(Excerpt from a dataset)

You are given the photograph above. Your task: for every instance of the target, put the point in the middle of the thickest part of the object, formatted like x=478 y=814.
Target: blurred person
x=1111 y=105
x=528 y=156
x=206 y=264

> Objective: Pull every line of the data above out and reproduce each one verbatim.

> Answer to this problem:
You are given the photograph above. Your task: for every instance of the target, put the point in the middle of the thickest part of the object, formatted like x=478 y=814.
Target: blurred person
x=1111 y=105
x=528 y=156
x=206 y=264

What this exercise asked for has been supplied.